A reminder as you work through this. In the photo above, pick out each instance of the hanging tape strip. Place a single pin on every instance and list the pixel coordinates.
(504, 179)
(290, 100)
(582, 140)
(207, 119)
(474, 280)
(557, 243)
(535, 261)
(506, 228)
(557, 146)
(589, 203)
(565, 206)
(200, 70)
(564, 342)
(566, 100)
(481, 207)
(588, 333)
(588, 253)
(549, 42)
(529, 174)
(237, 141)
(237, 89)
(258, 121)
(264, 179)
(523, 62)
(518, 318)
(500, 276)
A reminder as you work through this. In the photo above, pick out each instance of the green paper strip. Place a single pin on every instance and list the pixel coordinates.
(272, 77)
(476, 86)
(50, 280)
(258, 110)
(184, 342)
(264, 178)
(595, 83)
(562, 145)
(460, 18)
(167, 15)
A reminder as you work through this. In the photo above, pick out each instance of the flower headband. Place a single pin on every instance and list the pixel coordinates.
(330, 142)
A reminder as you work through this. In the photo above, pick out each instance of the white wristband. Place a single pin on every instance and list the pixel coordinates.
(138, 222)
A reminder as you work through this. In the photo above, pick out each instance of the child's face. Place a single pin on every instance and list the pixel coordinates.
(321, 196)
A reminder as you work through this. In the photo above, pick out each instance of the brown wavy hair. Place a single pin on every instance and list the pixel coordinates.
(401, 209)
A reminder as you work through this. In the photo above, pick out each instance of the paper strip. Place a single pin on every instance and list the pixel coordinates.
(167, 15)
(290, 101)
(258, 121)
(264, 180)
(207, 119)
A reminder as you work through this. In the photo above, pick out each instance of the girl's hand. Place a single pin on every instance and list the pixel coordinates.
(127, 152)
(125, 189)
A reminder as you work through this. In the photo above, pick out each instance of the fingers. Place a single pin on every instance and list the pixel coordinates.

+-------+

▶ Goal of the exercise: Present each line of the records above as a Markdown table with two columns, No. and Text. Number the rows in order and leave out any blank lines.

▶ Output for this exercise:
| No. | Text |
|---|---|
| 1 | A reminder as you work through this. In the photo above, pick out each instance of the hanging tape strip. Place a single pin on every instance and list the pixel coordinates. |
| 2 | (504, 179) |
| 3 | (290, 100) |
| 4 | (582, 140) |
| 5 | (207, 119) |
| 6 | (474, 280) |
| 7 | (557, 243) |
| 8 | (535, 261) |
| 9 | (506, 228) |
| 10 | (557, 146) |
| 11 | (589, 203) |
| 12 | (565, 206) |
| 13 | (200, 70) |
| 14 | (564, 342) |
| 15 | (566, 100) |
| 16 | (481, 207) |
| 17 | (588, 333) |
| 18 | (588, 253) |
| 19 | (549, 42) |
| 20 | (529, 174) |
| 21 | (237, 141) |
| 22 | (237, 89) |
| 23 | (258, 121) |
| 24 | (264, 179) |
| 25 | (523, 62) |
| 26 | (518, 318) |
| 27 | (500, 276) |
| 28 | A reminder as you work through this. In the photo above, pick out each instance of the green paper strip. Place a single pin on every instance and list the pixel coordinates. |
| 29 | (272, 77) |
| 30 | (476, 86) |
| 31 | (50, 280) |
| 32 | (258, 110) |
| 33 | (184, 342) |
| 34 | (264, 178) |
| 35 | (595, 83) |
| 36 | (562, 145) |
| 37 | (460, 18) |
| 38 | (167, 15) |
| 39 | A reminder as you work through this. In the photo above, pick out each instance of the flower headband. Place a single pin on every instance and list the pixel coordinates. |
| 40 | (330, 142) |
| 41 | A reminder as you work through this. In the photo above, pick out each instance of the white wristband. Place a single pin on every instance and list the pixel coordinates. |
| 42 | (138, 222) |
| 43 | A reminder as you work through this. In the photo above, pick out each instance of the child's face. Place a single pin on every instance and list the pixel coordinates. |
| 44 | (321, 196) |
| 45 | A reminder as you work through this. In the photo above, pick out each instance of the brown wavy hair. Place a single pin on every instance and list the pixel coordinates. |
| 46 | (401, 209) |
| 47 | A reminder as you work through this. In the photo above, pick out each instance of the paper strip. Place a single pin on every instance and list the pixel coordinates. |
| 48 | (167, 15) |
| 49 | (290, 101) |
| 50 | (258, 121) |
| 51 | (264, 180) |
| 52 | (207, 119) |
| 53 | A reminder as you work through this. In the photo above, pick out each instance of the girl's hand. Place a single pin on every instance and list the pixel coordinates. |
| 54 | (127, 152) |
| 55 | (125, 189) |
| 56 | A reminder as you work through this. In the photo above, pick out each instance of the fingers. Place a single pin on every instance and list the pixel coordinates. |